Your task ▸
Reproduce word for word the section of the Panthers game recap that starts with the words containing "The Panthers head" and ends with "and that’s it.".

Given passage ▸
┌────────
The Florida Panthers played one of their most complete periods of these playoffs Saturday in Game 4 yet went into the room down two to the host Tampa Bay Lightning.
As good as Florida’s work in the offensive zone was in the first, it was loose play in the defensive one which were the difference.
Tampa Bay took that lead, built on it, and was never really challenged after that opening 20. The Lightning shut things down for a 6-2 win and a commanding lead in this series.
The Panthers head home for Game 5 on Monday night but are on the brink of elimination down 3-1 in the best-of-7 series.
Game 5 is set for Monday at 8.
The Panthers are now in a must-win situation.
Well, if they want to keep playing, that is.
To win this series and move on to the second round, the Panthers will have to beat the defending Stanley Cup champions in three consecutive games. One more loss for Florida and that’s it.
”When you get behind in the playoffs, you need a short memory,” Anton Stralman said. “You put this game behind you and go on to the next one. This series is not over. We’re excited about coming home and trying to play our best game.”
Florida’s problems started early.
After Jonathan Huberdeau went to the penalty box after going at it with Yanni Gourde (while Blake Coleman got some shots in from the bench) for a 4-on-4 play.
The Panthers got caught on a line change when Sasha Barkov went to the bench and no one joined the rush, Florida coughed up the puck in the neutral zone and Anthony Cirelli walked in on Sergei Bobrovsky and made it 1-0 at the three-minute mark.
It was one of three goals allowed by Bobrovsky in the first and the only one — he had any sort of a chance on.
Tampa Bay got its next goal when Gourde got in position on the side of the net in front to Markus Nutivaara and deflected a long shot from Nikita Kucherov at 7:24.
Huberdeau cut the deficit in half by following up a Sam Bennett rebound on a power play chance at 8:49, but the Lightning got it’s two-goal lead back when Ondrej Palat deflected Erik Cernak’s shot.
“We played in their zone, we got chances in their zone, but they scored the goals. They found way to score goals. We have to find a way to eliminate those.”
Florida needed a fast start in the second and did not get it.
Far from it.
Alex Killorn took advantage of Anthony Duclair’s holding penalty and scored on a nice pass from Kucherov as he got behind MacKenzie Weegar and was all alone in front of the net.
Bobrovsky’s day came to an early end as Joel Quenneville pulled the plug at 7:15 of the second when Killorn got his second on a nice pass from Steven Stamkos as he slid through the slot to make it 5-1.
That came on Tampa’s 14th shot of the day and it was time for Chris Driedger.
”The fourth goal, there was no one there and we were late on coverage and they seem to exploit that,” Quenneville said. “You have to be perfect killing penalties, but those empty-net tap-ins from the right side … that’s our fault.”
The Panthers did not give up their push in the second despite being down by their biggest deficit since the Lightning beat Bobrovsky 6-1 in the second meeting of the season back on Feb. 13.
There was plenty of fighting after the second Killorn goal.
└────────
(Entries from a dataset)
┌────────
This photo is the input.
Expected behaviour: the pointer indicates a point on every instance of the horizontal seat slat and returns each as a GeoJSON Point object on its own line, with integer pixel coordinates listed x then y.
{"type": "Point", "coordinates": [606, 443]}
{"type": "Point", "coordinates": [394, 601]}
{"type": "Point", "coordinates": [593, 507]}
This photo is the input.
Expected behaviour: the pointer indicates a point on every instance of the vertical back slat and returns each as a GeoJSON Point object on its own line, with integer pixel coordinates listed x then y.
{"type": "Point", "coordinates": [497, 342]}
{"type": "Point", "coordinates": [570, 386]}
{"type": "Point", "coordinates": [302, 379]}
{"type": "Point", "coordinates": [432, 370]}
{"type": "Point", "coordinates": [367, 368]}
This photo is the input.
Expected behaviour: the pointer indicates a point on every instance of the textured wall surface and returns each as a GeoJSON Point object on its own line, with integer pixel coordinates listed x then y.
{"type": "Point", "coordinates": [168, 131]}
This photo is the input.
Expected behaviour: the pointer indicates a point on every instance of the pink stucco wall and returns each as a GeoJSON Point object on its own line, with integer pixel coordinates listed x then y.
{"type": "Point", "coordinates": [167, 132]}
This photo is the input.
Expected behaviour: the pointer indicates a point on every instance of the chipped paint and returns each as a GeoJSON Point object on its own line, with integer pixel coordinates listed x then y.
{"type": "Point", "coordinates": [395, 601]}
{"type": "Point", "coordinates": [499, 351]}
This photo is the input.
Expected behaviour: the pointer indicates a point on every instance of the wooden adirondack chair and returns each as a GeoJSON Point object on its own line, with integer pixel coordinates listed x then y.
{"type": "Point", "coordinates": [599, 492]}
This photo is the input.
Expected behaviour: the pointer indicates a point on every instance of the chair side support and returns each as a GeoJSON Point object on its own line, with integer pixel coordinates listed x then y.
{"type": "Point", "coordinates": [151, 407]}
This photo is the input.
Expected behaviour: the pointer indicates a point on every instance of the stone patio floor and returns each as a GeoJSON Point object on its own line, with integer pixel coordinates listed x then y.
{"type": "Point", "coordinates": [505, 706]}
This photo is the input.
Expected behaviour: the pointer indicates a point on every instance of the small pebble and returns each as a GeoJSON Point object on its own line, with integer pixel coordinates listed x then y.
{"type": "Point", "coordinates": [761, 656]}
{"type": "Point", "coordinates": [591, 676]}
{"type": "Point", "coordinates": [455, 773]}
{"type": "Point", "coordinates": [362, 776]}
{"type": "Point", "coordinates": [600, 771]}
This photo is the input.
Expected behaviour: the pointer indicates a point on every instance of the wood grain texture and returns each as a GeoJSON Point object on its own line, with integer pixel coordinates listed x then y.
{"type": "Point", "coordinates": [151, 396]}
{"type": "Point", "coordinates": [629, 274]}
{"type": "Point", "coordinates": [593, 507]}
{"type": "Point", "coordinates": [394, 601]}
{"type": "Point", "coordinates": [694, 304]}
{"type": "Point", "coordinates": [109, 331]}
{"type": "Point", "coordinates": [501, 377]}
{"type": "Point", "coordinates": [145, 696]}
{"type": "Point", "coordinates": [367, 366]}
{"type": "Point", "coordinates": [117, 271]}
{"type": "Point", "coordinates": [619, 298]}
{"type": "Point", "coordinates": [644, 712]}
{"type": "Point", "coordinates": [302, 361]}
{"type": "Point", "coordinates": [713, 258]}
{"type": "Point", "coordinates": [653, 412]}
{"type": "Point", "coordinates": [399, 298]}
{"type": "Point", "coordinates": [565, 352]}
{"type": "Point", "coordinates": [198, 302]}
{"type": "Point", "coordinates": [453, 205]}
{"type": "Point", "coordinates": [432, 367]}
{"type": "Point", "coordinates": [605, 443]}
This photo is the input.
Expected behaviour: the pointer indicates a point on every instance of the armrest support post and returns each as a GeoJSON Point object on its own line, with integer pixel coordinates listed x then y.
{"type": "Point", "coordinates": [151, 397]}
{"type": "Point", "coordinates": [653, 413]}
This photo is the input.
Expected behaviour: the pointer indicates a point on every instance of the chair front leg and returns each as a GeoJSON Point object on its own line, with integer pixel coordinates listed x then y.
└────────
Problem solution ▸
The Panthers head home for Game 5 on Monday night but are on the brink of elimination down 3-1 in the best-of-7 series.
Game 5 is set for Monday at 8.
The Panthers are now in a must-win situation.
Well, if they want to keep playing, that is.
To win this series and move on to the second round, the Panthers will have to beat the defending Stanley Cup champions in three consecutive games. One more loss for Florida and that’s it.